### Provided passage ###

FAST Acquisition Corp. II (FZT/U) raised $230M on 3/15/21. Doug Jacob had so much fun taking FAST I public, he followed it up with another, in fact a couple of others. While Jacob is the founder of FAST II, Garrett Schreiber is the Sponsor and CFO of FAST II. We note that Mr. Schreiber, at the ripe old age of thirty, was CFO of FST (above), is also CFO of Velocity Acquisition Corp (referred to below), joined RBC Capital Markets as an investment banking analyst in 2014 (obviously at the age of about 23), so is obviously very talented.  Jacob and Schreiber are joined once again by Sandy Beall (as CEO), Eugene Remm (as Chief Brand Officer), Michael Lastoria (CEO of &Pizza) and Steve Kassin, all principals of &vest, which is referred to as a “hybrid investment fund sponsor/creative agency”. Separately, we note that this group has a third SPAC, selling $230M in February, 2021 in technology oriented Velocity Acquisition Corp. In addition, Kevin Reddy follows his involvement at FAST by being Chairman of the Board for FAST II. There are quite a few other individuals brought in by Jacob, all proven Brand builders in their previous affiliations. The acquisition search is aimed at hospitality in general (i.e. restaurants, hotels, entertainment, consumer brands) and associated technology, differentiated products and/or services with high revenue growth and at least $40 million of EBITDA. Again, the above description of the people and the strategy is just scratching the surface. We will all learn more over time. The IPO units (FZT/U) is trading at $9.98.

###

:: Activity 1 ::
According to the passage on FAST Acquisition Corp. II, who is Chairman of the Board for FAST II?
:: Activity 2 ::
Extend the passage about FAST Acquisition Corp. II, picking up right after its final sentence.

### Data extracts ###

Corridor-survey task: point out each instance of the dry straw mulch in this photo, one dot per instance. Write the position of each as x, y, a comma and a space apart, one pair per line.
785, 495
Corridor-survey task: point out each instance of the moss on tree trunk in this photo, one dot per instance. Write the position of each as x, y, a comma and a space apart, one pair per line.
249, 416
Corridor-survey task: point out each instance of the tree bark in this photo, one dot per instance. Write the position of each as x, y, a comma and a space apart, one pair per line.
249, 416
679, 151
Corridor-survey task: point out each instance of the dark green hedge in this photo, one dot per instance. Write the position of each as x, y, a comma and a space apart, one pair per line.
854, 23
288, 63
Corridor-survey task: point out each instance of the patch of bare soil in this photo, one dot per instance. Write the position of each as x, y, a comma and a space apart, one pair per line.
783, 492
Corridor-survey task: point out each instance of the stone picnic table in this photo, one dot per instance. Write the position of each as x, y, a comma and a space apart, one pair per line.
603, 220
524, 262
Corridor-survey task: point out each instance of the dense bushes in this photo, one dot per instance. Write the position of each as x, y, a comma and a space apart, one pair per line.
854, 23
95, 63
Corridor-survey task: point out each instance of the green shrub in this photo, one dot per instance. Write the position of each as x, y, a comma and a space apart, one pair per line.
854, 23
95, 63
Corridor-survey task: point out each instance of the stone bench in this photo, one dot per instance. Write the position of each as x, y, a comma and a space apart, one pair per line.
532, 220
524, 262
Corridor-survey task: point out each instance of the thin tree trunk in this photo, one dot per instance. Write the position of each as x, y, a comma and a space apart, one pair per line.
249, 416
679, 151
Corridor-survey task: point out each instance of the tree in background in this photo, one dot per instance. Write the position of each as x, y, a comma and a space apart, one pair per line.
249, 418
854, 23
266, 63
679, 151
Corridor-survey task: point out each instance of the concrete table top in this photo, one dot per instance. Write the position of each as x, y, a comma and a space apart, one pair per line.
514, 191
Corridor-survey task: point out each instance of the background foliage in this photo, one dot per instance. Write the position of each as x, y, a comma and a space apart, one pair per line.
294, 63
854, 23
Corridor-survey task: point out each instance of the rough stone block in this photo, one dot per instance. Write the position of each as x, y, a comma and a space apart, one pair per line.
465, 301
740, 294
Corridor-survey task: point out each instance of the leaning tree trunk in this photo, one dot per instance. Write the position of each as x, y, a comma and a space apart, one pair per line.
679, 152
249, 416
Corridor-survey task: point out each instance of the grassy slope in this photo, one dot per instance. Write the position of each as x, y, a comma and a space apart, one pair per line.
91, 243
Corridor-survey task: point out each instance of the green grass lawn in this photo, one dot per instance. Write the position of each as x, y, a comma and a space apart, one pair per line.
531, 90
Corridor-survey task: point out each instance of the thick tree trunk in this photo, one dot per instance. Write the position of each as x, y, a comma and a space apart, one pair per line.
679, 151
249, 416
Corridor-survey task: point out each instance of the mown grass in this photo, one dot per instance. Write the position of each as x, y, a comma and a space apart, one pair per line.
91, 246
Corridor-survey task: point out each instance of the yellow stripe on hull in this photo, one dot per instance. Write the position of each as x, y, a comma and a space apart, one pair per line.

###

:: Response 1 ::
Kevin Reddy

:: Response 2 ::
Two SPACS Not Yet Funded

Sizzle Acquisition Corp (SZZLU) – Filed on March 11, 2021 a registration statement to raise $143M, by way of the sale of units, consisting of one share of common stock and one-half a warrant. The Sponsor is VO Sponsor, LLC, owned by Steve Salis and Jamie Karson, described further below. Chairman and CEO is Steve Salis, with extensive experience in restaurants and hospitality in Washington, DC. Among other things, Salis was co-founder of &pizza in July 2011 and was CEO from 7/11 to 3/15. Jamie Karson is Non-Executive Vice Chairman and has worked closely with Salis in recent years. From ’01 to ’08 he was CEO and Chairman of the Board of Steve Madden, prior to that CEO and COO of Think Pink, which operated 5 Pinkberry restaurants in Connecticut. Grace Park, CFO, joined Salis Holdings in July 2020, having been Corporate Controller at Five Guys from 2016 to 2020. Prior to that she was with KPMG and Nestle.  Once SZZLU is funded, Daniel Lee will become Head of Business and Corporate Development. Mr. Lee has worked with Steve Salis, since 2018, before that in business planning and finance at a variety of firms. Also following the SZZLU funding, Karen Kelley, Warren Thompson, and David Perlin will become directors, all with high quality credentials. In addition: Carolyn Trabuco, Geovannie Concepcion, and Rick Camac will serve as strategic advisors. We have no knowledge of the currently anticipated funding date.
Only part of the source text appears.